Goal of the exercise:
Locate every line in the records that contains the word "piglet", and copy each such line in full.

Given data:
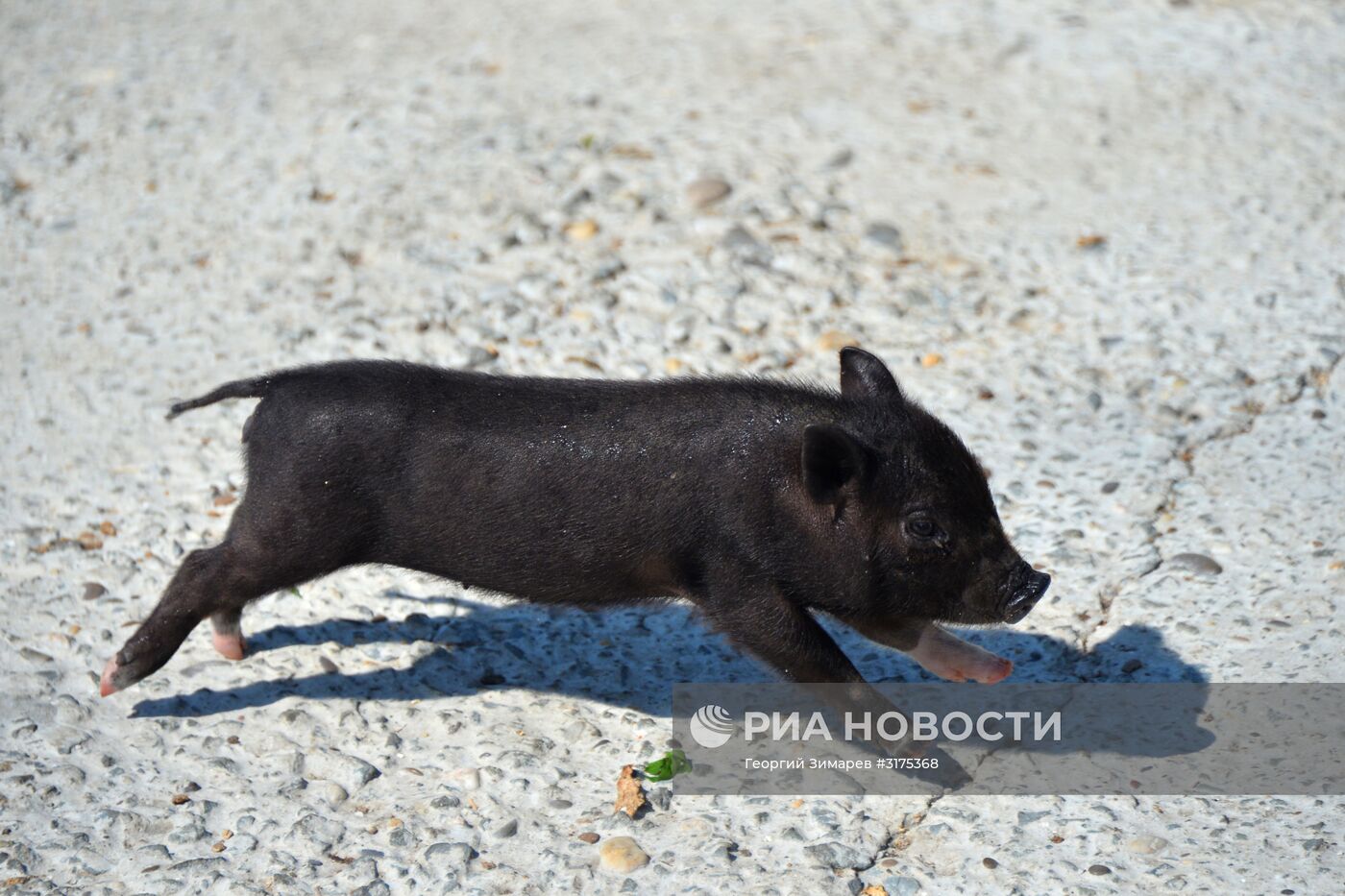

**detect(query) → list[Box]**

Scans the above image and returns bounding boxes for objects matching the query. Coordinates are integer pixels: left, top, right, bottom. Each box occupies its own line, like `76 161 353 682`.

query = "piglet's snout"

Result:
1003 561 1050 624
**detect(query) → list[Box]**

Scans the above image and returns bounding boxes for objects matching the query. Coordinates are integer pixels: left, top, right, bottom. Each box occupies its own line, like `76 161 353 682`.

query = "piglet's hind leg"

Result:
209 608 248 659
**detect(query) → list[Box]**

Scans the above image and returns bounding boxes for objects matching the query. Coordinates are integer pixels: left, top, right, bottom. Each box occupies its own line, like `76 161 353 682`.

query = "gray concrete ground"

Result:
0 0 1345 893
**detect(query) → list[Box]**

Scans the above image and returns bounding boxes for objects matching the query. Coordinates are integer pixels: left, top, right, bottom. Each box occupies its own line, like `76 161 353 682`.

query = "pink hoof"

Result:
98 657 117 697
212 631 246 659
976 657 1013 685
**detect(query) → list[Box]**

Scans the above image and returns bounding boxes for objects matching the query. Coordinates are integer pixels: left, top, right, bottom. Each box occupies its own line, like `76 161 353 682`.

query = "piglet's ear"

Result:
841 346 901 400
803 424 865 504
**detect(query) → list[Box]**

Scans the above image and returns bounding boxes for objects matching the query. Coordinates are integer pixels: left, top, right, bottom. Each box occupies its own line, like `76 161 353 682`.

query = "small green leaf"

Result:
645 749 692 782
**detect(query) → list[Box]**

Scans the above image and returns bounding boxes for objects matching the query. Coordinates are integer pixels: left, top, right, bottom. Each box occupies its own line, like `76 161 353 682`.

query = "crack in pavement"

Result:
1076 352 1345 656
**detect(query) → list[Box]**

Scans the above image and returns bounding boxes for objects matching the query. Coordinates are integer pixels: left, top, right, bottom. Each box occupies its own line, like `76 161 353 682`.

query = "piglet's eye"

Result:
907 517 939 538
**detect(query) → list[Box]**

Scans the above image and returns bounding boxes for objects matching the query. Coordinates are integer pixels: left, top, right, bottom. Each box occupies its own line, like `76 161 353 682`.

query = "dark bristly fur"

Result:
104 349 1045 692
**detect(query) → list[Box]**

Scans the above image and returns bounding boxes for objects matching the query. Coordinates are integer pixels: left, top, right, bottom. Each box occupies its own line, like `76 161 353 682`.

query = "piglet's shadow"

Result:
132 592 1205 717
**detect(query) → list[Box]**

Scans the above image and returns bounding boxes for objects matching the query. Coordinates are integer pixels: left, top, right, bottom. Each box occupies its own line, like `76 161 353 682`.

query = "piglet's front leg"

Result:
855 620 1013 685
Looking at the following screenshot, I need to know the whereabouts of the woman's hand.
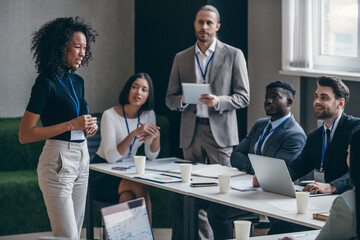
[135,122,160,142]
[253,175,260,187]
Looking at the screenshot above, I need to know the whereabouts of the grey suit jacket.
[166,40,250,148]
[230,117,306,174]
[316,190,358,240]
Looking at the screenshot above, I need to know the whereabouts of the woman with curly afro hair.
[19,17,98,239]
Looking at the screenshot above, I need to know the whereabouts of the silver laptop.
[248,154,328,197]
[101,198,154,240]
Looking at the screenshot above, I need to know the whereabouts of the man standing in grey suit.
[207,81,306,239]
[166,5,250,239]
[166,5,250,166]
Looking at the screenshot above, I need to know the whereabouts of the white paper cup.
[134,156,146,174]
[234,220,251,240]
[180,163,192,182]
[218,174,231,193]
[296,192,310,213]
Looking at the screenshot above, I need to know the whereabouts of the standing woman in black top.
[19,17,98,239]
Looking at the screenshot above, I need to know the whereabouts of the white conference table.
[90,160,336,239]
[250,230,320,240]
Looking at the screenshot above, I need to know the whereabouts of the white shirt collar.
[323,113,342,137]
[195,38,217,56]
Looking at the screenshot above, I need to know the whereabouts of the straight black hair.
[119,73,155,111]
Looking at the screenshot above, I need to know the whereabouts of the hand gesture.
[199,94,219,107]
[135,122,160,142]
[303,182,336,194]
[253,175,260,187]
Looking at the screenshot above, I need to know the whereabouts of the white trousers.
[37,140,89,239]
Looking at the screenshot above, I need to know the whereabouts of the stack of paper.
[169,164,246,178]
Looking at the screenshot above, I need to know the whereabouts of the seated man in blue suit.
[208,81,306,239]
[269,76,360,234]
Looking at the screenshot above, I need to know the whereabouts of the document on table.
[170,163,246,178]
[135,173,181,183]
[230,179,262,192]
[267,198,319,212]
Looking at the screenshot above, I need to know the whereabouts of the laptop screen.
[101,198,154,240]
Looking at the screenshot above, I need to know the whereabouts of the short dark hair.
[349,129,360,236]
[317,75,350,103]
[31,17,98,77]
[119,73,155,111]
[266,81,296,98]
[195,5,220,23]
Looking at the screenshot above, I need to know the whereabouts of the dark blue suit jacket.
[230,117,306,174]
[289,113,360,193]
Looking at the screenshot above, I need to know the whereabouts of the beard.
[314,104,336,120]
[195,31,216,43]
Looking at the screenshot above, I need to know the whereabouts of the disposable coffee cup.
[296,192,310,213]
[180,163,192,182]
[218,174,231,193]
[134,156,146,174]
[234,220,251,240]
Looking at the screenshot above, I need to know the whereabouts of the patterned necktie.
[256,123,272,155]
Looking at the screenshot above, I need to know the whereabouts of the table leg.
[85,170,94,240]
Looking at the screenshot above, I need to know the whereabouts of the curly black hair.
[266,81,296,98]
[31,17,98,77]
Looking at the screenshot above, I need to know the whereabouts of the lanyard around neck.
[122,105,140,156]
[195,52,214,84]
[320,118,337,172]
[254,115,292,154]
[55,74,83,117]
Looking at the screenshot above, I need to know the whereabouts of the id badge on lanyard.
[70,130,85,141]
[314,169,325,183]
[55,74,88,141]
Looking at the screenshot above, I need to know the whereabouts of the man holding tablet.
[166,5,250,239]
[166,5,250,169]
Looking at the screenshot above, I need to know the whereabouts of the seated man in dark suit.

Exercise solution:
query = "piglet's snout"
query = "piglet's hind leg"
query = "piglet's ear"
query = "piglet's eye"
query = "piglet's shadow"
query = "piglet's front leg"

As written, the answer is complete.